**Your task**
Search the records for the string "chunk" and copy every line where it turns up.

**Extracted records**
_ _ _ _ _ _ _
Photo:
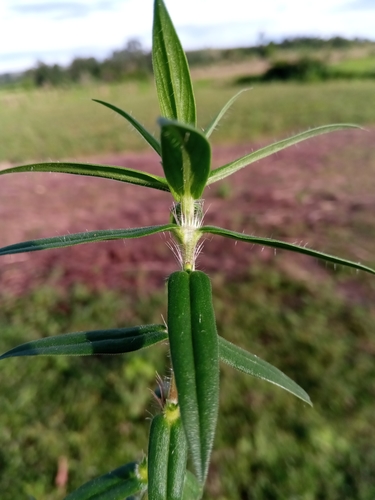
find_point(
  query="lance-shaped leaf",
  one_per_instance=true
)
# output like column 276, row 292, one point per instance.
column 116, row 485
column 269, row 242
column 104, row 171
column 114, row 341
column 186, row 156
column 192, row 488
column 248, row 363
column 167, row 455
column 194, row 350
column 69, row 240
column 211, row 127
column 140, row 128
column 172, row 76
column 230, row 168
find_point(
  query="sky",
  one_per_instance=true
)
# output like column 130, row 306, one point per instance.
column 58, row 31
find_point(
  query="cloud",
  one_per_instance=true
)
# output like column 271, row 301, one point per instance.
column 359, row 5
column 62, row 10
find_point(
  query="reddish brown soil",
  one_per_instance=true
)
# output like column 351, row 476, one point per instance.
column 290, row 195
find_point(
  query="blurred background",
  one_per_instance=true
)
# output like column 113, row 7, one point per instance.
column 64, row 421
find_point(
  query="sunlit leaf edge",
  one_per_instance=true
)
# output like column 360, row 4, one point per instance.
column 230, row 168
column 149, row 138
column 119, row 483
column 246, row 362
column 95, row 342
column 172, row 75
column 211, row 127
column 110, row 172
column 270, row 242
column 86, row 237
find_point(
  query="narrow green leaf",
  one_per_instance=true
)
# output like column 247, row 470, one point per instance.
column 158, row 455
column 87, row 237
column 269, row 242
column 103, row 171
column 178, row 454
column 140, row 128
column 172, row 76
column 192, row 487
column 186, row 156
column 116, row 485
column 211, row 127
column 167, row 455
column 248, row 363
column 194, row 350
column 115, row 341
column 230, row 168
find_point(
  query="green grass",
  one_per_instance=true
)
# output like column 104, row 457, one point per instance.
column 360, row 65
column 65, row 123
column 94, row 411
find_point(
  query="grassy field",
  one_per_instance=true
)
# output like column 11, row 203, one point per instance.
column 89, row 415
column 92, row 413
column 55, row 124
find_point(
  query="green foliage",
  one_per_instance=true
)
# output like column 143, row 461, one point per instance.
column 190, row 398
column 267, row 443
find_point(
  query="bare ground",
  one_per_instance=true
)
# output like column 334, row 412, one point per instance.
column 310, row 193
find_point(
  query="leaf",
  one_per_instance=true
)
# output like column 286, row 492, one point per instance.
column 172, row 76
column 116, row 485
column 186, row 156
column 87, row 237
column 211, row 127
column 104, row 171
column 140, row 128
column 248, row 363
column 115, row 341
column 269, row 242
column 167, row 455
column 194, row 351
column 192, row 488
column 230, row 168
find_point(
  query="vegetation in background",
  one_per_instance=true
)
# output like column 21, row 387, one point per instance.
column 63, row 123
column 182, row 143
column 267, row 446
column 133, row 62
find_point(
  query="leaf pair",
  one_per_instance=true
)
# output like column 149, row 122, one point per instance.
column 167, row 455
column 193, row 342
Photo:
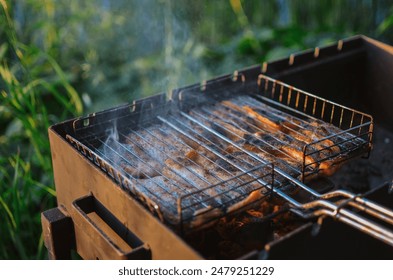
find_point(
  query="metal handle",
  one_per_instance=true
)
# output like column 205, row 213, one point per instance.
column 109, row 238
column 339, row 211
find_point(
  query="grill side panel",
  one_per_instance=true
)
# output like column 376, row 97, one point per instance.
column 76, row 177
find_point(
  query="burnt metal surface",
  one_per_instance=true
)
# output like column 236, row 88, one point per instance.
column 352, row 72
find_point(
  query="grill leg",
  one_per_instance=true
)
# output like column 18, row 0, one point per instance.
column 58, row 231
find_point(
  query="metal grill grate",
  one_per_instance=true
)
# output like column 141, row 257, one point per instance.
column 222, row 153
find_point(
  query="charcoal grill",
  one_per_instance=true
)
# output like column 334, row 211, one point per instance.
column 111, row 204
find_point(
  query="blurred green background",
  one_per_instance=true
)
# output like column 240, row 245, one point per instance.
column 65, row 58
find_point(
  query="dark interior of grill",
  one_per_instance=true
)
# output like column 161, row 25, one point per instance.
column 356, row 75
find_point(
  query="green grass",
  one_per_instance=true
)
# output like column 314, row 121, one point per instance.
column 34, row 93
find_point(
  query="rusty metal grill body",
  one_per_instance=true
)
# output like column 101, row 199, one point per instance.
column 90, row 155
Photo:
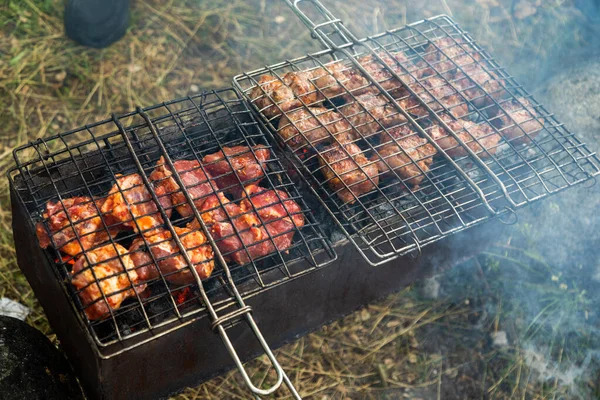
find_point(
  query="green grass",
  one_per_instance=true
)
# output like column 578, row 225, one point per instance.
column 49, row 84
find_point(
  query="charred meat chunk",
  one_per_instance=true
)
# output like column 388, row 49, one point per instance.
column 300, row 129
column 130, row 204
column 479, row 137
column 234, row 165
column 73, row 225
column 197, row 183
column 169, row 258
column 105, row 273
column 280, row 215
column 348, row 172
column 408, row 155
column 517, row 121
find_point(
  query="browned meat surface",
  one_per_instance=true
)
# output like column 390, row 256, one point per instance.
column 130, row 204
column 108, row 271
column 232, row 232
column 64, row 221
column 299, row 128
column 197, row 183
column 471, row 133
column 337, row 79
column 475, row 75
column 231, row 163
column 171, row 262
column 368, row 111
column 271, row 94
column 452, row 52
column 518, row 122
column 348, row 172
column 405, row 152
column 398, row 63
column 439, row 95
column 280, row 216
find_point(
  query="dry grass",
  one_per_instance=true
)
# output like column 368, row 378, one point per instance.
column 403, row 347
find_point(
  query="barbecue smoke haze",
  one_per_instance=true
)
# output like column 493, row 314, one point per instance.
column 556, row 299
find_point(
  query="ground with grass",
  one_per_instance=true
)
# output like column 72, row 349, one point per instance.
column 468, row 333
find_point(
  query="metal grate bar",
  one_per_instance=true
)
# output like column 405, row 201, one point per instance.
column 90, row 160
column 463, row 185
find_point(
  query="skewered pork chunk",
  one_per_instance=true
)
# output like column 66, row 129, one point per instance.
column 452, row 52
column 232, row 232
column 468, row 132
column 299, row 128
column 69, row 219
column 197, row 183
column 106, row 270
column 369, row 111
column 518, row 122
column 130, row 204
column 271, row 94
column 405, row 152
column 440, row 95
column 171, row 262
column 475, row 75
column 280, row 215
column 247, row 165
column 348, row 167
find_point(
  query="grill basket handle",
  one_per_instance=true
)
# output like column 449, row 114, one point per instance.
column 281, row 375
column 334, row 38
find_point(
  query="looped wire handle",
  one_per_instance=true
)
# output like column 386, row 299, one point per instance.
column 281, row 376
column 336, row 37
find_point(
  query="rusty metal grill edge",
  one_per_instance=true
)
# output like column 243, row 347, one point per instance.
column 65, row 166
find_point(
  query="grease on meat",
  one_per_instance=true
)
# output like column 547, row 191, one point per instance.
column 471, row 133
column 108, row 271
column 280, row 215
column 170, row 260
column 518, row 122
column 348, row 172
column 72, row 225
column 130, row 204
column 198, row 184
column 300, row 128
column 231, row 163
column 407, row 154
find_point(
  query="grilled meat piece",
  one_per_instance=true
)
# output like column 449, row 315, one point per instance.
column 397, row 62
column 470, row 133
column 517, row 121
column 108, row 271
column 74, row 225
column 130, row 204
column 280, row 216
column 197, row 183
column 272, row 94
column 348, row 171
column 299, row 128
column 405, row 152
column 474, row 75
column 337, row 79
column 231, row 163
column 234, row 229
column 439, row 95
column 369, row 111
column 452, row 53
column 169, row 258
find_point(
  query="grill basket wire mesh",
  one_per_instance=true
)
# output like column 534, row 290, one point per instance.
column 397, row 217
column 88, row 161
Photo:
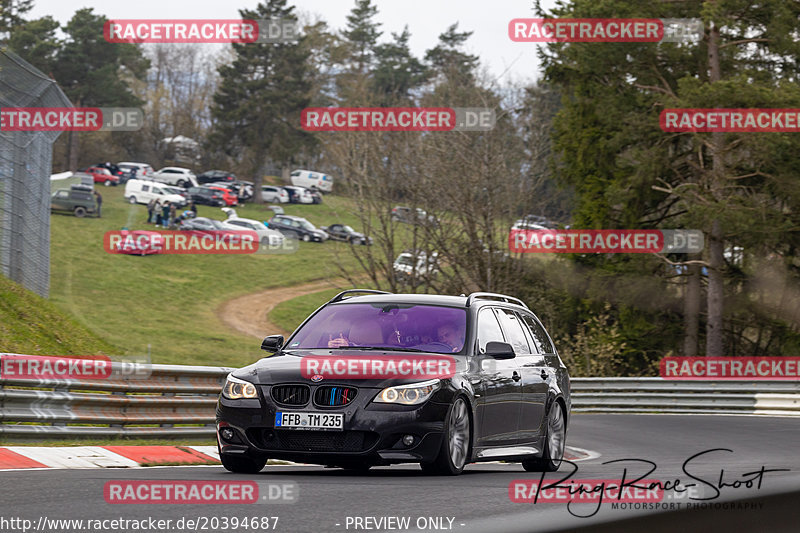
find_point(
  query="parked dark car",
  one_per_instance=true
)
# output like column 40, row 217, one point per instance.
column 211, row 176
column 201, row 224
column 78, row 200
column 297, row 227
column 242, row 191
column 508, row 397
column 343, row 232
column 206, row 196
column 412, row 216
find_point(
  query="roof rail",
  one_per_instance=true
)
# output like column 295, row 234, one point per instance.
column 495, row 296
column 341, row 296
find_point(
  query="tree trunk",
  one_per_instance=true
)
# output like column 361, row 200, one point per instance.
column 691, row 311
column 714, row 339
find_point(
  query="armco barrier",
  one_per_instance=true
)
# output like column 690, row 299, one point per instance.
column 177, row 401
column 657, row 395
column 172, row 401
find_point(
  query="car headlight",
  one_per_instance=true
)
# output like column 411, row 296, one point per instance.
column 413, row 394
column 236, row 389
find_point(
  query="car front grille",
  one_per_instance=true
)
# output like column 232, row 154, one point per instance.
column 312, row 441
column 291, row 394
column 330, row 395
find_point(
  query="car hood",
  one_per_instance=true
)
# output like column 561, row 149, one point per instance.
column 287, row 369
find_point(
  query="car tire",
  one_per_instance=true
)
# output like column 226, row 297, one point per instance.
column 242, row 464
column 357, row 467
column 456, row 443
column 554, row 443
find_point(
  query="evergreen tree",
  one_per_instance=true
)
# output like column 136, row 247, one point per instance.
column 260, row 97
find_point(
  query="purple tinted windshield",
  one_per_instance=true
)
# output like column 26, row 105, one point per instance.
column 427, row 328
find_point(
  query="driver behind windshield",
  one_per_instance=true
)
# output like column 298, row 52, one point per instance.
column 452, row 335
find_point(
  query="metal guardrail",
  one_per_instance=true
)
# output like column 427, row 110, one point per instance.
column 651, row 395
column 168, row 401
column 176, row 401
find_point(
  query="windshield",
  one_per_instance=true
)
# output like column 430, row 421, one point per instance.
column 426, row 328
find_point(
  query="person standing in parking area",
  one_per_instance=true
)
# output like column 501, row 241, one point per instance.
column 165, row 207
column 151, row 207
column 98, row 198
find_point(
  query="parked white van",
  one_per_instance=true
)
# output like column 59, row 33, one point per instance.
column 312, row 180
column 142, row 191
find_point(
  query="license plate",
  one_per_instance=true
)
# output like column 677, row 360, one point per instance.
column 290, row 420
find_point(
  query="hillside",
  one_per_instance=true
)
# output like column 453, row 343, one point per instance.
column 30, row 324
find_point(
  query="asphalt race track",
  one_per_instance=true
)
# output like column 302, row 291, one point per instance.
column 478, row 500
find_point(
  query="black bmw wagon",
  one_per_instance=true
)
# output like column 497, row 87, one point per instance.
column 374, row 378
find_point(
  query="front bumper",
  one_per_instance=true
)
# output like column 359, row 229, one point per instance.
column 372, row 432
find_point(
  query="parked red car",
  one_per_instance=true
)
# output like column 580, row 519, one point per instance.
column 101, row 175
column 228, row 196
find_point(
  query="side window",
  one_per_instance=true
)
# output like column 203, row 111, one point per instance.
column 543, row 343
column 488, row 329
column 513, row 330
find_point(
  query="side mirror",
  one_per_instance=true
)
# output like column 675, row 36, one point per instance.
column 499, row 350
column 272, row 343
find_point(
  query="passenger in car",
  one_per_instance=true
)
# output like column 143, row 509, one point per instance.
column 451, row 335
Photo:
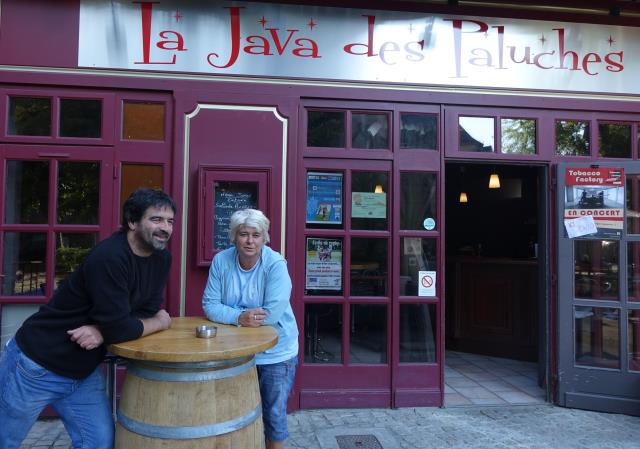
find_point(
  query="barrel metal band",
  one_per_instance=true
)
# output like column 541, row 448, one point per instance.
column 197, row 365
column 189, row 376
column 188, row 432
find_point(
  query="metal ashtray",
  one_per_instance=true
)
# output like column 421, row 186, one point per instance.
column 206, row 331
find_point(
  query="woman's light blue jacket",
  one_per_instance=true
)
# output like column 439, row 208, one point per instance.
column 274, row 285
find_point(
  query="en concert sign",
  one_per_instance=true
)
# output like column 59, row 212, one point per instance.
column 293, row 41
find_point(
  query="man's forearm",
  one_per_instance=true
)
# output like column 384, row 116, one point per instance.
column 159, row 322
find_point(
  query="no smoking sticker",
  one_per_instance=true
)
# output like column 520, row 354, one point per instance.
column 426, row 283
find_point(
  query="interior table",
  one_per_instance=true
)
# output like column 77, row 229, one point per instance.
column 181, row 391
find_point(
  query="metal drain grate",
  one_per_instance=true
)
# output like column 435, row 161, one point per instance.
column 358, row 442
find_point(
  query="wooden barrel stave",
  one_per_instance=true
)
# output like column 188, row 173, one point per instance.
column 190, row 405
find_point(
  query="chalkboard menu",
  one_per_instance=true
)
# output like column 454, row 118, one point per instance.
column 227, row 201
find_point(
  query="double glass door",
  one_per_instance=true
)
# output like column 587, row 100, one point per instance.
column 599, row 287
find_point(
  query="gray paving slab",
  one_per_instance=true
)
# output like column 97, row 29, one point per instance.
column 469, row 427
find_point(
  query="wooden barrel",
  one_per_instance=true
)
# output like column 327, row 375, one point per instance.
column 214, row 404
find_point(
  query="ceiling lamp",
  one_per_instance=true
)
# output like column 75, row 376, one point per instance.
column 494, row 180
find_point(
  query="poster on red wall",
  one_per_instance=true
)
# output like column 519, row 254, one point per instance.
column 594, row 194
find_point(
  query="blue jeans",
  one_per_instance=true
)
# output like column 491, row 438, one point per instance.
column 26, row 388
column 276, row 382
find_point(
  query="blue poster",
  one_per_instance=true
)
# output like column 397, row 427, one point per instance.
column 324, row 198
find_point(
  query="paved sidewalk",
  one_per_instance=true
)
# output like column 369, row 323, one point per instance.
column 504, row 427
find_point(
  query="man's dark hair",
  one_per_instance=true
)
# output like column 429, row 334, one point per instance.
column 141, row 200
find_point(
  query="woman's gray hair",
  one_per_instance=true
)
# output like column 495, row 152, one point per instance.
column 252, row 218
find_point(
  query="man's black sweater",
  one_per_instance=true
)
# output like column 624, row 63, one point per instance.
column 111, row 289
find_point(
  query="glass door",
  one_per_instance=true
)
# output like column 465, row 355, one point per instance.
column 347, row 283
column 599, row 286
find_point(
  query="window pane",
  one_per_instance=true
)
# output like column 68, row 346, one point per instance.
column 368, row 267
column 597, row 336
column 596, row 269
column 633, row 270
column 325, row 129
column 323, row 333
column 416, row 254
column 71, row 249
column 230, row 196
column 369, row 193
column 323, row 264
column 24, row 263
column 78, row 192
column 29, row 116
column 136, row 176
column 143, row 121
column 418, row 131
column 369, row 131
column 476, row 133
column 418, row 330
column 27, row 192
column 572, row 138
column 518, row 136
column 368, row 333
column 418, row 201
column 80, row 118
column 633, row 339
column 12, row 316
column 615, row 140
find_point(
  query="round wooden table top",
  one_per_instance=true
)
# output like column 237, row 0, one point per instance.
column 179, row 343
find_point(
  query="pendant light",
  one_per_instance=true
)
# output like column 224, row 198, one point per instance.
column 494, row 180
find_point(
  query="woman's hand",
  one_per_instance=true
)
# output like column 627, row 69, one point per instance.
column 252, row 317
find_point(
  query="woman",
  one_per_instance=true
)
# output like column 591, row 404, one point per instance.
column 249, row 285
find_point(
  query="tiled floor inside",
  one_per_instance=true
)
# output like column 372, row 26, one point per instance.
column 472, row 379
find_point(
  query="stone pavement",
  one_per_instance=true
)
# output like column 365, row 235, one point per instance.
column 504, row 427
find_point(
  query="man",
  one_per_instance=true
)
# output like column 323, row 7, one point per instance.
column 115, row 295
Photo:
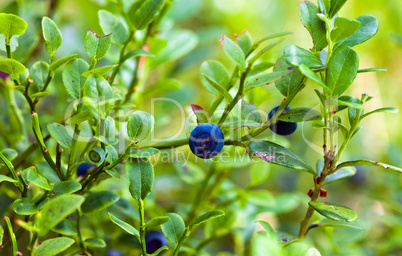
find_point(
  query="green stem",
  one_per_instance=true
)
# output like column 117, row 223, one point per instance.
column 142, row 226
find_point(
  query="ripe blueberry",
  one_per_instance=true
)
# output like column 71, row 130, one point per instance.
column 83, row 169
column 281, row 127
column 206, row 140
column 155, row 240
column 113, row 252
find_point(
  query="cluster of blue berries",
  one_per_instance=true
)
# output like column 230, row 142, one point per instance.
column 207, row 140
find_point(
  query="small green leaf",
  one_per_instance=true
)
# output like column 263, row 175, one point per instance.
column 313, row 76
column 99, row 200
column 245, row 41
column 53, row 246
column 39, row 72
column 336, row 5
column 60, row 134
column 217, row 72
column 367, row 29
column 11, row 67
column 289, row 83
column 308, row 12
column 65, row 187
column 201, row 114
column 97, row 46
column 95, row 242
column 233, row 51
column 174, row 229
column 157, row 221
column 296, row 56
column 140, row 125
column 57, row 64
column 144, row 14
column 333, row 211
column 140, row 175
column 276, row 154
column 250, row 112
column 24, row 206
column 219, row 88
column 99, row 71
column 73, row 79
column 124, row 225
column 11, row 25
column 344, row 28
column 206, row 217
column 31, row 175
column 296, row 115
column 381, row 110
column 143, row 152
column 56, row 210
column 342, row 69
column 51, row 34
column 111, row 23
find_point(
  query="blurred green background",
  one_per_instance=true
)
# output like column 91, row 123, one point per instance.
column 375, row 194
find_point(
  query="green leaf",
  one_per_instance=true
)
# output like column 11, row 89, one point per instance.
column 99, row 71
column 56, row 210
column 11, row 25
column 124, row 225
column 340, row 175
column 144, row 14
column 140, row 125
column 174, row 229
column 6, row 178
column 245, row 41
column 97, row 46
column 201, row 114
column 219, row 88
column 11, row 67
column 95, row 242
column 31, row 175
column 65, row 188
column 66, row 227
column 99, row 200
column 72, row 79
column 342, row 69
column 368, row 163
column 53, row 246
column 296, row 56
column 250, row 112
column 313, row 76
column 39, row 72
column 381, row 110
column 217, row 72
column 276, row 154
column 57, row 64
column 288, row 84
column 24, row 206
column 51, row 34
column 143, row 152
column 233, row 51
column 308, row 13
column 206, row 217
column 266, row 79
column 343, row 28
column 111, row 23
column 157, row 221
column 140, row 175
column 333, row 211
column 336, row 5
column 367, row 29
column 296, row 115
column 60, row 134
column 136, row 53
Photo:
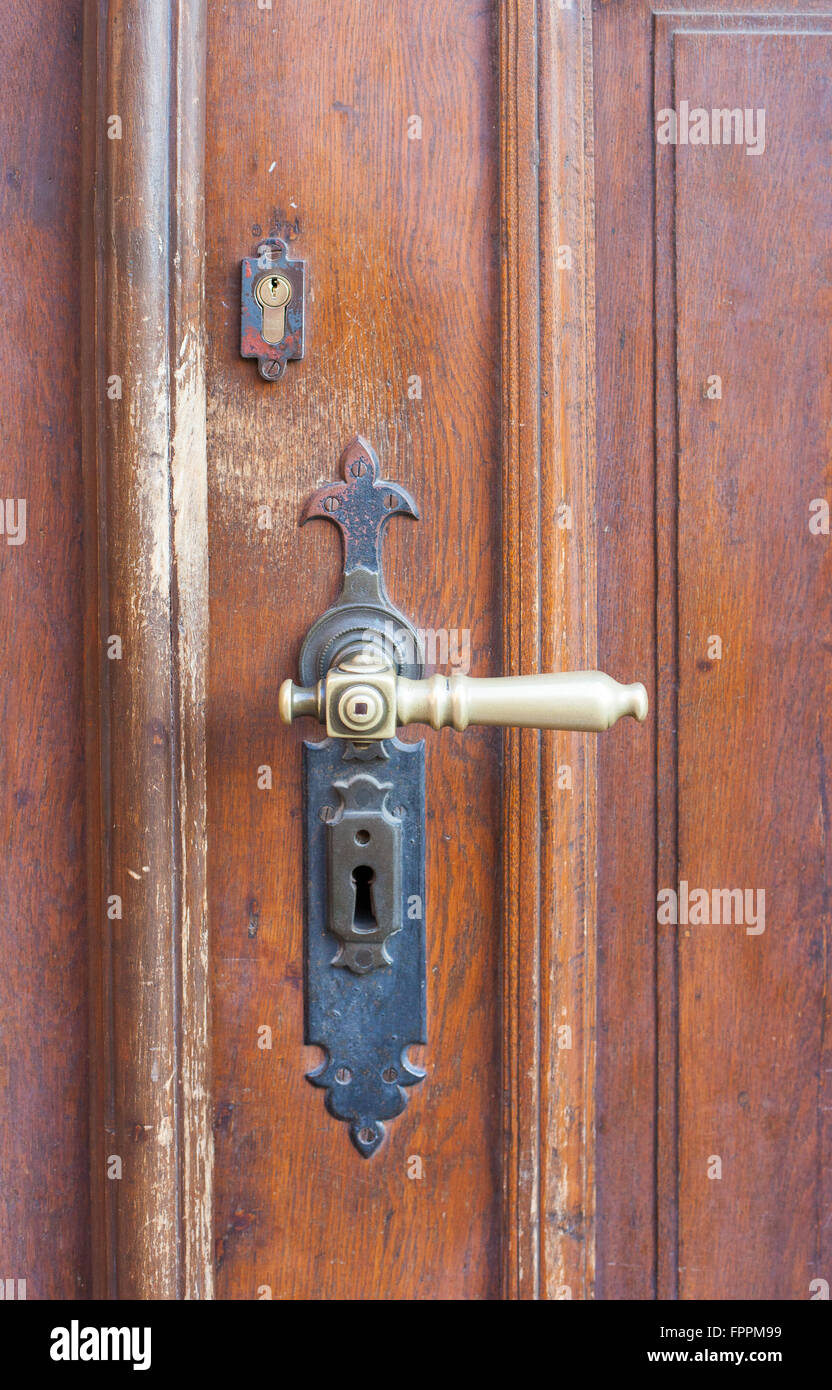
_ _ _ _ _ _ _
**Answer to the exercise**
  query="charred meat chunk",
  query="skewered pork chunk",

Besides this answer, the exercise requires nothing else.